TASK PROMPT - Reproduce all of the material below word for word, leaving out the pictures.

[start EXTRACTED DATA]

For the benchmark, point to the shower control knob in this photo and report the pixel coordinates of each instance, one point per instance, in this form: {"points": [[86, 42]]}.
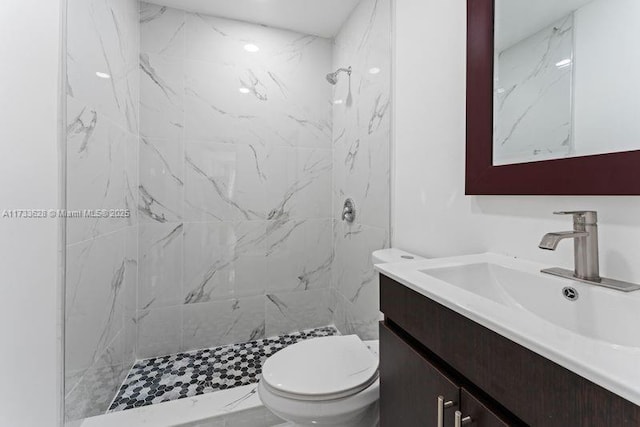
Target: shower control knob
{"points": [[349, 211]]}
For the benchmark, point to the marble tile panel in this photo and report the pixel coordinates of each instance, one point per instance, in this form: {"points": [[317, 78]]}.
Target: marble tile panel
{"points": [[161, 96], [275, 92], [161, 265], [161, 189], [223, 322], [159, 331], [224, 260], [292, 311], [94, 300], [299, 255], [162, 30], [102, 57], [300, 184], [225, 182], [95, 391], [97, 171]]}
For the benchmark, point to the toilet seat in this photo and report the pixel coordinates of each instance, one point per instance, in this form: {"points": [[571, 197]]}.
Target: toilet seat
{"points": [[321, 369]]}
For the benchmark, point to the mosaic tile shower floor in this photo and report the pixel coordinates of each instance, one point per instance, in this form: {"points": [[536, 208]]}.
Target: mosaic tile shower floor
{"points": [[166, 378]]}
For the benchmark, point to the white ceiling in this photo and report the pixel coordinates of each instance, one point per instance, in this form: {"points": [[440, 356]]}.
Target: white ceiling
{"points": [[518, 19], [318, 17]]}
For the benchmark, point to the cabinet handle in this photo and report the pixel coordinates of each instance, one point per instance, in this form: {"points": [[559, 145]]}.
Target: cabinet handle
{"points": [[462, 421], [442, 405]]}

[end EXTRACTED DATA]

TASK ANSWER -
For the benchmark, point to the shower control knob in this photo and report the pixel coordinates of each instance, one point per instance, in this form: {"points": [[86, 42]]}.
Target: shower control knob
{"points": [[349, 211]]}
For the benchmark, point to the marble tile panel in this photo and report the pixel coordinates of each instance, one point per instance, in this form: {"points": [[317, 78]]}.
Target: marble tile panel
{"points": [[161, 96], [275, 92], [161, 265], [161, 189], [223, 322], [159, 331], [224, 260], [292, 311], [94, 300], [299, 255], [162, 30], [102, 57], [300, 184], [225, 182], [95, 391], [97, 171]]}
For the benchmark, point to the toilet seat in this photo and report the pixel coordinates of each instance, one point per instance, in this form: {"points": [[571, 197]]}.
Target: toilet seat
{"points": [[321, 369]]}
For the benchmark, point to the mosaic tile shower floor in this photo and report the pixel coordinates of each instance, one point per instance, in this form: {"points": [[536, 208]]}.
Target: mosaic tile shower floor
{"points": [[166, 378]]}
For the benchmark, point to the white ceiling in this photo and report the pixel coordinates of each instance, one point per instance, in this form: {"points": [[440, 356]]}.
Target: white ceiling
{"points": [[518, 19], [318, 17]]}
For the benchmark, point to the cabinet handle in this photo and report the pixel coordinates of each instance, one point per instance, in this form: {"points": [[559, 145]]}.
Target: cabinet handle
{"points": [[462, 421], [442, 405]]}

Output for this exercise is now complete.